___ Dataset excerpts

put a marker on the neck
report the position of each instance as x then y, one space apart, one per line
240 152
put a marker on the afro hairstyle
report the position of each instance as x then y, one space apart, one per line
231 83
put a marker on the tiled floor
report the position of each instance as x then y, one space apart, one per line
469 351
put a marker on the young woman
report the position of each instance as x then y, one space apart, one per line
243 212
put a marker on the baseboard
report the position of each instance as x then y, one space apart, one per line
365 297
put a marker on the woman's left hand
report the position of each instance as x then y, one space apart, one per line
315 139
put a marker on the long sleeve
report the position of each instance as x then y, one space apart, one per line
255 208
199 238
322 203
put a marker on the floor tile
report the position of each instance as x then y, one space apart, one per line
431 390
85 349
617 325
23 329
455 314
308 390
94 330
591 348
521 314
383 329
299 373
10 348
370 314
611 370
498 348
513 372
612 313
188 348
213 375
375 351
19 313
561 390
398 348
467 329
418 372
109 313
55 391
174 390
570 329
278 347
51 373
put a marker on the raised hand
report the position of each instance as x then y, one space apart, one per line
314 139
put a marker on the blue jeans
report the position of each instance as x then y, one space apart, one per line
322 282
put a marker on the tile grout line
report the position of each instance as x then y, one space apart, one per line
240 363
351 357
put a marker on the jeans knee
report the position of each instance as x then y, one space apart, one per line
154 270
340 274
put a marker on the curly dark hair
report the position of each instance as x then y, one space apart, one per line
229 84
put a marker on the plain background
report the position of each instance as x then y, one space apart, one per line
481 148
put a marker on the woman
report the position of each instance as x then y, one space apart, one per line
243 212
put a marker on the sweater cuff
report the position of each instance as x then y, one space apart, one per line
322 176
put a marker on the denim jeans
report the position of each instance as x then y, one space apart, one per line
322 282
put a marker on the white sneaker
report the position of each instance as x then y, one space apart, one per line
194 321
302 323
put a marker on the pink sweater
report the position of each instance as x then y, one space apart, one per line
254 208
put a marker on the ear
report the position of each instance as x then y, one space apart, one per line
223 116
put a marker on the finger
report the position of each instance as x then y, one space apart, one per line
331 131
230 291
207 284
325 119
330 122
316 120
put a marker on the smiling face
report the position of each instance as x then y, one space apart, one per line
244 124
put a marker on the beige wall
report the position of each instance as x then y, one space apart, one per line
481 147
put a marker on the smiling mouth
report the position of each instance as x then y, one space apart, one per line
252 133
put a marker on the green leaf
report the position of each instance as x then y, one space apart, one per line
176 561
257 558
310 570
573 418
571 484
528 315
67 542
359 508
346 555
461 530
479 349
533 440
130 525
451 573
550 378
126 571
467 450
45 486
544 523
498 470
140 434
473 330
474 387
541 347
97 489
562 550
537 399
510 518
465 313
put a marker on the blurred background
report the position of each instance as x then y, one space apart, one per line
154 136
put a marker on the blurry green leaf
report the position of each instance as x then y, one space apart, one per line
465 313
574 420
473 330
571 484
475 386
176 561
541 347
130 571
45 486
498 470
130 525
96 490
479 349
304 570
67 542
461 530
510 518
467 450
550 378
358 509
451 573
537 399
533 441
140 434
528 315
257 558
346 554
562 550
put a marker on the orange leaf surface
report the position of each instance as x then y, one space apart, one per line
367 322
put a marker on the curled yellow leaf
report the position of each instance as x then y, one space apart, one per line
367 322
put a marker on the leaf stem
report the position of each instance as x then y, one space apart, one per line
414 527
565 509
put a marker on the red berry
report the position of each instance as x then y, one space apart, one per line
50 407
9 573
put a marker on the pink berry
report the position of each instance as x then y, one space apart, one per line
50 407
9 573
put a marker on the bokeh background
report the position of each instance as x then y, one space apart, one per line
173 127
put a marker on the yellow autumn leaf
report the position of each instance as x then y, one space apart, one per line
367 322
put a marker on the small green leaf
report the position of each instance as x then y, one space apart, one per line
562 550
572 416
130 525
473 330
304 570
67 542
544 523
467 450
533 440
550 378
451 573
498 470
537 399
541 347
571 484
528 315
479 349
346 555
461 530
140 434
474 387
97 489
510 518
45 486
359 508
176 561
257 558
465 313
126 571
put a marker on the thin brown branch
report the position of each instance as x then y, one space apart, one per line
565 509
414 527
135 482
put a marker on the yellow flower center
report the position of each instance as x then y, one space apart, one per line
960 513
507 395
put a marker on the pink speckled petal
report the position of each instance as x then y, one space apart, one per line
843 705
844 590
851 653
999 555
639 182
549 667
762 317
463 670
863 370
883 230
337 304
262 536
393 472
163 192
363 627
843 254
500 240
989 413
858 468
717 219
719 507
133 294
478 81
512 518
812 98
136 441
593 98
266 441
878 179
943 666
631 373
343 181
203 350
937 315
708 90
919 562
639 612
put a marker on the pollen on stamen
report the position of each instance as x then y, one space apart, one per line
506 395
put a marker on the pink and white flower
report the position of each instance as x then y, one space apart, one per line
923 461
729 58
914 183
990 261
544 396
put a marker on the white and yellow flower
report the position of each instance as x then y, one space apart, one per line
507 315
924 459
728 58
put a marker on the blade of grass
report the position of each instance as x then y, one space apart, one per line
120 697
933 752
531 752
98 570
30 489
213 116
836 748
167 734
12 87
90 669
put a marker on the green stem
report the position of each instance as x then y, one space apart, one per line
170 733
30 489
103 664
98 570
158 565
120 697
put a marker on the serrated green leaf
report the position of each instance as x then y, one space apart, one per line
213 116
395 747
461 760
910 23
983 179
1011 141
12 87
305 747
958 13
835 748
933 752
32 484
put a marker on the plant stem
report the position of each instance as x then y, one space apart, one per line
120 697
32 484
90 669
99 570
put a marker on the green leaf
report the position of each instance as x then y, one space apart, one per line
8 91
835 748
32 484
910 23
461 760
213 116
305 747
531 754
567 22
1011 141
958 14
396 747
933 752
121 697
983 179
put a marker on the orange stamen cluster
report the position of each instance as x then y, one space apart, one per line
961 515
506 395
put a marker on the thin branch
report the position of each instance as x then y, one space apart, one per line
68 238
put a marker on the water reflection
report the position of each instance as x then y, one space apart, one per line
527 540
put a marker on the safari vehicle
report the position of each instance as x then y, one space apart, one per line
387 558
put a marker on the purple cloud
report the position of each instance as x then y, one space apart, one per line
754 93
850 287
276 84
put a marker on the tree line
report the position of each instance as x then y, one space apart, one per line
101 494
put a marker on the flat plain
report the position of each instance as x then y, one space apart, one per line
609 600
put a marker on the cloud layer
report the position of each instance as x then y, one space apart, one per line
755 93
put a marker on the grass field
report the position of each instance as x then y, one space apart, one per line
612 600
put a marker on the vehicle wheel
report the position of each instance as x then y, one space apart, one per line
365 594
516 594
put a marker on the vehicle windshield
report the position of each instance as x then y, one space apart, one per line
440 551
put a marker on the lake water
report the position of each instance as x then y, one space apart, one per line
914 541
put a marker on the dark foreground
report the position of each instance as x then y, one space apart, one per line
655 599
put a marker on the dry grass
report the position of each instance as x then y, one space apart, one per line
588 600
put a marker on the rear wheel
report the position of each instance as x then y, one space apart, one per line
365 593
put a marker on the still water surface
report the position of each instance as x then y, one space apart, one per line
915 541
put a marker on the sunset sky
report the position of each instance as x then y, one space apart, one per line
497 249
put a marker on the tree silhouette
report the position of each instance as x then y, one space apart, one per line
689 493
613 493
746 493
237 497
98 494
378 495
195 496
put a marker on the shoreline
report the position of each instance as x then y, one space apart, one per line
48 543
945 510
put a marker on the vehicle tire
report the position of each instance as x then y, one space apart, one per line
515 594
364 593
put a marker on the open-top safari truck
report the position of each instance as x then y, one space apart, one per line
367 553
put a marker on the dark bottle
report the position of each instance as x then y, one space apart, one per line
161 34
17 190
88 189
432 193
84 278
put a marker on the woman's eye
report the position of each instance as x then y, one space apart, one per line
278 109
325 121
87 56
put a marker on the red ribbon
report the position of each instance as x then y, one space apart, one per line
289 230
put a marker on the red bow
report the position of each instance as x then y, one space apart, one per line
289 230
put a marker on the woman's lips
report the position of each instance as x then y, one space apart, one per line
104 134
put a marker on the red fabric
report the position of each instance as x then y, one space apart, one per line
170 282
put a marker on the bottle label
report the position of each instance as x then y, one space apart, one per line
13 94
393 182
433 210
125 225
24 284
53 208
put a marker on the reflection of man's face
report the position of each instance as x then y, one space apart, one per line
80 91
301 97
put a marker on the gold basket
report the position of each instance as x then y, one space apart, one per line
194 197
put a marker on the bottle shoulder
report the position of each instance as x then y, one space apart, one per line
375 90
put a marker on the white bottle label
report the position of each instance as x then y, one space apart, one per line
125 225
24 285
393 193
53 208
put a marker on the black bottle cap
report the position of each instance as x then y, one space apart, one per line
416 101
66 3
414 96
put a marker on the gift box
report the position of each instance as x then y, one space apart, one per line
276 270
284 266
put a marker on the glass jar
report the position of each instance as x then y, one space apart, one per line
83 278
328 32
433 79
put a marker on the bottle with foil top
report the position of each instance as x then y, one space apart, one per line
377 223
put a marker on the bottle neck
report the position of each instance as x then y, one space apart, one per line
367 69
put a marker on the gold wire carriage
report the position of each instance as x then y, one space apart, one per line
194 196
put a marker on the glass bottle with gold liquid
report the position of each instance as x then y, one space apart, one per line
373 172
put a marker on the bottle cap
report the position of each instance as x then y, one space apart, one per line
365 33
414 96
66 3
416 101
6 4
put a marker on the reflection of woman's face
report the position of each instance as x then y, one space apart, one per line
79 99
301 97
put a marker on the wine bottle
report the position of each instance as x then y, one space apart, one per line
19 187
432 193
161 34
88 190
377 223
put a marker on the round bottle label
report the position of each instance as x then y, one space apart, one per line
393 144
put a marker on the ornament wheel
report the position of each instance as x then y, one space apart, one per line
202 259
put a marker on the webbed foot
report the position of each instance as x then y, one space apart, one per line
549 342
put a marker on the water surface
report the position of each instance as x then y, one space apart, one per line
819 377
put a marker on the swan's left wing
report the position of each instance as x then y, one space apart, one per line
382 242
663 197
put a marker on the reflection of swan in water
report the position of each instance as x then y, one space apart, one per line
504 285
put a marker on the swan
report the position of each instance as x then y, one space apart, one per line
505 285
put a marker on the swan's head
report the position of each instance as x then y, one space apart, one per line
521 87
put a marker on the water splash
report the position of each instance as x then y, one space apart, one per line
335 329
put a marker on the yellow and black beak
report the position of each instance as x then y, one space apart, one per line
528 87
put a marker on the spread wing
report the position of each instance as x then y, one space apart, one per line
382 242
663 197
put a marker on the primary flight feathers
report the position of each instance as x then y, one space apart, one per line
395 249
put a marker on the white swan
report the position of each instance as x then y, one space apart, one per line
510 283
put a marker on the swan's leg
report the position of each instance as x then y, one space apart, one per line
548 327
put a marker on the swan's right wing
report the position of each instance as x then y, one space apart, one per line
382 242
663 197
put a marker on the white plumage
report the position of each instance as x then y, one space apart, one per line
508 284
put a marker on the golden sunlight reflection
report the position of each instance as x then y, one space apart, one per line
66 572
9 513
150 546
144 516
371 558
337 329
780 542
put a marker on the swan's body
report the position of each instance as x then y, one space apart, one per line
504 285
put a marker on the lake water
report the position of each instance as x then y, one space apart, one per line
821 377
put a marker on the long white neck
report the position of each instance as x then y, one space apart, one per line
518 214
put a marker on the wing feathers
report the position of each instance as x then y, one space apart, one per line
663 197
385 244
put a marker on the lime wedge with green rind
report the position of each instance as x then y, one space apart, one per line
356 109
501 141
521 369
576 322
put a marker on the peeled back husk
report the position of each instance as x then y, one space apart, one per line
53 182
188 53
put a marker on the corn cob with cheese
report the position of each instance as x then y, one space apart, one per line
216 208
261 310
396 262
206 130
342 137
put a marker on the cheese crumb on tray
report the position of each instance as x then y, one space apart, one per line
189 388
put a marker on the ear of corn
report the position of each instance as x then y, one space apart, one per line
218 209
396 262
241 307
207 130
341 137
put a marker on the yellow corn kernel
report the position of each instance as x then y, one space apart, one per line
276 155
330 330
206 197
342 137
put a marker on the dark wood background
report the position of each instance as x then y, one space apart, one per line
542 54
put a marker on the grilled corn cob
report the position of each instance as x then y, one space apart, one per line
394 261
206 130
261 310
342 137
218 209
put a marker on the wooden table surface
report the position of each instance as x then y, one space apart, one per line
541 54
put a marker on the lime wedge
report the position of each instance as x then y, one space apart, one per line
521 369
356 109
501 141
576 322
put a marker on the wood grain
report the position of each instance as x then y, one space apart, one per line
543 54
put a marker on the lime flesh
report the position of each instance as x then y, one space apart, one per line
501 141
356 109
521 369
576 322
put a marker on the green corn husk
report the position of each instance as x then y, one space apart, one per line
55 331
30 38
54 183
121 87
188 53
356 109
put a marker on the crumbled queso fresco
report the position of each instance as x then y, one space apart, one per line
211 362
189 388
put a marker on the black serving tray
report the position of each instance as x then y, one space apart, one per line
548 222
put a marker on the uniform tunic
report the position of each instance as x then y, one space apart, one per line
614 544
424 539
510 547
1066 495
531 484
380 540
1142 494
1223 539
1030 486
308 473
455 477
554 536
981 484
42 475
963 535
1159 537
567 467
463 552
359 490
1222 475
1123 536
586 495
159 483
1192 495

______

#### [Work instructions]
Transcribe, please, every line from the first line of the listing above through the line with "put a marker on the young woman". Keep both ends and nothing else.

#### [Exercise solution]
put a marker on the neck
report the position of each instance as x then y, one space apart, one per line
240 152
put a marker on the afro hairstyle
report the position of each instance as x then y, one space apart, one per line
231 83
put a marker on the tiled floor
report the position of each instance as x then y, one space apart, one per line
469 351
put a marker on the young woman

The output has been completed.